### EXCERPTED RECORDS

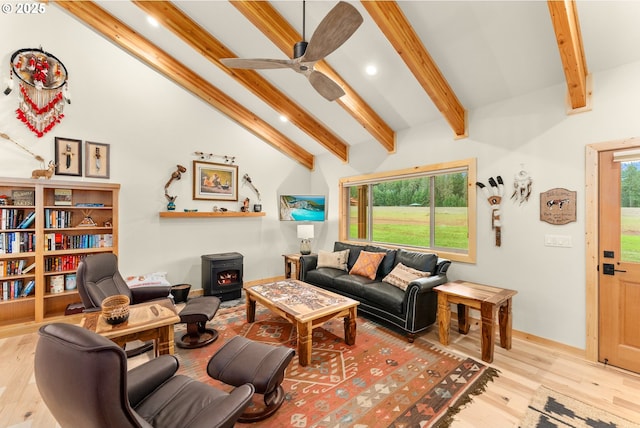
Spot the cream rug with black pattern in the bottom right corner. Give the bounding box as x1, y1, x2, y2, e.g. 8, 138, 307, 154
520, 386, 640, 428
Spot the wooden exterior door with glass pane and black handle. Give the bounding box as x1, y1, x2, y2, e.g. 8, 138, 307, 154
598, 150, 640, 372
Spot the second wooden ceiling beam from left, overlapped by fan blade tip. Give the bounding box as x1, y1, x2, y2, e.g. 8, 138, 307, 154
133, 1, 349, 162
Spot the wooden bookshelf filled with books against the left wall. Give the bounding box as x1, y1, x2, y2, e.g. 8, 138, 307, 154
0, 178, 120, 335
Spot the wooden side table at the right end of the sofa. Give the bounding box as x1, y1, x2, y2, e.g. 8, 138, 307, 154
433, 281, 518, 363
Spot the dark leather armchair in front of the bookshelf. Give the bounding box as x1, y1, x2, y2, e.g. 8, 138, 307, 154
76, 253, 171, 311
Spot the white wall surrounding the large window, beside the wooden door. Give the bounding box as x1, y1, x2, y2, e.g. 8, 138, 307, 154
312, 63, 640, 348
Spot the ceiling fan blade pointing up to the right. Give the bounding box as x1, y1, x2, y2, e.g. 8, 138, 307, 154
303, 1, 362, 62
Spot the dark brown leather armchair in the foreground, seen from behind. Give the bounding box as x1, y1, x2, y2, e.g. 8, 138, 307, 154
34, 323, 254, 428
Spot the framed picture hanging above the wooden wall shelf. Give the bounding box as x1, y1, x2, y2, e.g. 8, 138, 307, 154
193, 161, 238, 201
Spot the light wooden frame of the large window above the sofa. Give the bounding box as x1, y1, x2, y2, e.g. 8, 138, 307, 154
338, 158, 477, 263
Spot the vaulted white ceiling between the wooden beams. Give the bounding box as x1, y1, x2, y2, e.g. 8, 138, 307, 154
56, 0, 640, 167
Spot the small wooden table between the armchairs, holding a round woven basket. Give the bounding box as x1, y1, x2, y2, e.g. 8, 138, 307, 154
80, 299, 180, 357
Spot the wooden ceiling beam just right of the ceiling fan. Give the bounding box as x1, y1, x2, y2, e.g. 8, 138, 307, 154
361, 0, 467, 138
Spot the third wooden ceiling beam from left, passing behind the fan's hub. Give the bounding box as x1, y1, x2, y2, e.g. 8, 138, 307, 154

### PROBLEM STATEMENT
Each of the lines above should be transcribed exactly; no image is to be copied.

### RESULT
Spot the cream rug with black pattern in the bottom right corner. Give the bounding box as x1, y1, x2, y2, e.g. 8, 138, 307, 154
520, 386, 640, 428
Spot the wooden exterior door with glass pane and black handle. Give the bounding box as x1, y1, x2, y2, e.g. 8, 138, 307, 154
598, 150, 640, 372
Spot the second wooden ceiling beam from left, overlapped by fan blade tip. Give the bounding box as x1, y1, x2, y2, e.g. 8, 138, 307, 154
133, 1, 349, 162
Spot the wooden bookshelf filled with books against the left wall. Give the bounding box as x1, y1, x2, y2, e.g. 8, 138, 307, 154
0, 178, 120, 335
Spot the wooden side table at the right end of the sofa. Give the bounding box as x1, y1, x2, y2, e.g. 8, 138, 307, 154
433, 281, 518, 363
Spot the dark leather armchair in front of the bookshelf. Give the bounding box as x1, y1, x2, y2, e.g. 8, 138, 307, 154
76, 253, 171, 311
Spot the white wall surrounding the large window, beside the wooden door. Give the bounding box as x1, y1, x2, y2, e.g. 8, 138, 307, 154
312, 63, 640, 348
Spot the ceiling fan blade pointing up to the right. Give the bounding box as x1, y1, x2, y2, e.g. 8, 138, 307, 154
303, 1, 362, 62
Spot the dark brown leather armchair in the foreground, seen from behind. Give the bounding box as x1, y1, x2, y2, e.g. 8, 138, 307, 154
34, 323, 254, 428
Spot the framed picture hanging above the wooden wall shelf. Give the bounding box as x1, y1, x2, y2, e.g. 8, 138, 307, 154
193, 161, 238, 201
Spot the light wooden frame of the large window above the sofa. Give the bounding box as x1, y1, x2, y2, e.g. 8, 138, 307, 154
338, 158, 477, 263
Spot the vaulted white ceiling between the wooden beams. Give the bounding box as x1, y1, x2, y2, e.g. 8, 138, 307, 154
56, 0, 640, 167
Spot the small wooden table between the armchairs, holding a round woven basket. Give the bounding box as x1, y1, x2, y2, e.g. 8, 138, 307, 154
80, 299, 180, 357
Spot the wooden ceiling beam just right of the ceiling fan. Give the bounding box as x1, y1, x2, y2, e.g. 8, 138, 307, 154
361, 0, 467, 138
Spot the third wooden ceiling beam from left, passing behind the fan's hub. Give the bounding box as x1, y1, x2, y2, e.g. 8, 138, 307, 154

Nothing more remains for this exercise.